Copy the material below line for line, changing nothing.

[START Excerpted records]

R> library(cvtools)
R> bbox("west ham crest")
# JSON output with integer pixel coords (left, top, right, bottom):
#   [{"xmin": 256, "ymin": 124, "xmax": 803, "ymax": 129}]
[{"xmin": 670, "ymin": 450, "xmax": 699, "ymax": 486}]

[END Excerpted records]

[Exercise solution]:
R> library(cvtools)
R> bbox("west ham crest")
# JSON output with integer pixel coords (left, top, right, bottom):
#   [{"xmin": 256, "ymin": 124, "xmax": 803, "ymax": 129}]
[{"xmin": 670, "ymin": 450, "xmax": 699, "ymax": 486}]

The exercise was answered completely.